>>>>>

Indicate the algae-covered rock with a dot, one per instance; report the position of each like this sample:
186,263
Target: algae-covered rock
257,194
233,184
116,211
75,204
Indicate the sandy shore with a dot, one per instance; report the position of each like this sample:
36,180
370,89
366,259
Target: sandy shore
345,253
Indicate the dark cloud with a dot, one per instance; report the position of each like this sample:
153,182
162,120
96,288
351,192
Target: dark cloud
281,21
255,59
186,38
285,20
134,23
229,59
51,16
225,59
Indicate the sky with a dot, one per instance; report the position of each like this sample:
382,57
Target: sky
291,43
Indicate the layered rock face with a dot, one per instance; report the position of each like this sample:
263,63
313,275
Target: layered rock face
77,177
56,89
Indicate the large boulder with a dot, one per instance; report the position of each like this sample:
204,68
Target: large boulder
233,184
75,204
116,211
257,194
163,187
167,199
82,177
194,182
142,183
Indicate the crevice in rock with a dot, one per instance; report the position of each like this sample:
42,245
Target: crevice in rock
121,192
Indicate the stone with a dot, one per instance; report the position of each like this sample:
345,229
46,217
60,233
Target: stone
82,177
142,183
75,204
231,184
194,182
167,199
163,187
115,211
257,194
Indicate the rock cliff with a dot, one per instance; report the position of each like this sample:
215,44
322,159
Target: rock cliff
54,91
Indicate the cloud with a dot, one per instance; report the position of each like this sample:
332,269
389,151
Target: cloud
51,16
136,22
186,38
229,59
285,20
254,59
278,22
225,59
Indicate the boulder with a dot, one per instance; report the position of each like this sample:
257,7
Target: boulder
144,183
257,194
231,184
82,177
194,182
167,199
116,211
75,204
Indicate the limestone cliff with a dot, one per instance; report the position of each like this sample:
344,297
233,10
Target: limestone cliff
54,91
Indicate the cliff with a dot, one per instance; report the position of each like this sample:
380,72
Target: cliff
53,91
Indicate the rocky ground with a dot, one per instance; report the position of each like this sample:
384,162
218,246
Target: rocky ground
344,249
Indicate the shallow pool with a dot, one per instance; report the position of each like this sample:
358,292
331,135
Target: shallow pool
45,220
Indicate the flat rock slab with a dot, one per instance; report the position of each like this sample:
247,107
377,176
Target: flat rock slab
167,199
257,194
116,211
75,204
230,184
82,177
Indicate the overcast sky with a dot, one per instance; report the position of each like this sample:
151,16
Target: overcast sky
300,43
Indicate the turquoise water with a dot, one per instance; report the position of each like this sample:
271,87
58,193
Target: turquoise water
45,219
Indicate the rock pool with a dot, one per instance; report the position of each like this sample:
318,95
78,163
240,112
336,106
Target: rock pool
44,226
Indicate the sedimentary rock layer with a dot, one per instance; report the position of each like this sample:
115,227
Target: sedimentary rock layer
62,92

<<<<<

Copy all the records, swapping every "Indicate" for "Mark" and leaving everything else as it is.

Task output |
Mark the algae-covered rock with a dot, one per instance; report the position of each like this sample:
186,263
Target: algae-covered rock
257,194
233,184
116,211
75,204
Mark the sandy shore with a dot, one per instance; report the position of each like this sample:
36,180
370,89
366,259
Target: sandy shore
345,253
Mark the dark cloud with a dot, one per instance; report the position of each like this sample:
153,182
162,120
96,288
351,192
Target: dark cloud
281,21
255,59
186,38
285,20
134,23
229,59
51,16
225,59
Mark the sky with a dot, one per instance; report the position of each like this sample:
382,57
Target: sky
291,43
Mark the layered rock face with a dot, one per instance; report the position of each like this sample:
263,63
313,275
Target: layered rock face
77,177
56,89
Mark the large boulder with a dot, one per instance; report the position of each like this sample:
204,68
Target: large boulder
233,184
75,204
116,211
257,194
163,187
167,199
82,177
194,182
142,183
Mark the crevice in rock with a dot, one per instance; report the position of each like this sample:
42,245
Target: crevice in rock
121,192
Mark the stone with a dot, one per instance; report the position of each like this sample:
345,229
46,217
60,233
Target: stone
82,177
142,183
75,204
231,184
194,182
167,199
163,187
115,211
257,194
Mark the rock cliff with a dot, one per instance; report the position of each like this sample:
215,44
322,159
Target: rock cliff
54,91
Mark the cloud with a dot, one per instance; report the position of each like this sample:
332,269
389,151
Target: cloud
51,16
136,22
186,38
229,59
285,20
254,59
278,22
225,59
Mark the boulder with a dot, one per instance; report the position of each like this sample:
257,7
Target: boulder
144,183
257,194
231,184
82,177
194,182
167,199
116,211
75,204
Mark the limestone cliff with a dot, one per instance; report the position of each like this sample:
344,297
233,10
Target: limestone cliff
54,91
Mark the cliff with a dot, one per instance; report the position of each like this sample:
380,72
Target: cliff
53,91
Mark the rocky ground with a dot, one per instance; report the position of each like this sample:
384,162
218,246
Target: rocky ground
344,249
Mark the shallow pool with a dot, one per instance; report the position of each like this sample:
358,292
331,135
Target: shallow pool
45,220
Mark the flat rock slab with a dot, one per instance; report the position of each like this sample:
247,107
377,176
Target: flat rock slab
167,199
257,194
116,211
75,204
230,184
82,177
Mark the overcast sky with a dot, one per instance; report the position of each like this sample:
151,16
Target: overcast sky
300,43
Mark the turquoise water with a dot, one per instance; report the position of each like this sample:
271,87
58,193
Target: turquoise water
45,219
Mark the rock pool with a dot, one per instance; report the position of each like this sample:
318,95
78,163
240,112
336,106
Target: rock pool
44,226
Mark the sedimentary rock layer with a dot, one per instance; report the position of each like this sample:
115,227
Target: sedimentary rock layer
62,92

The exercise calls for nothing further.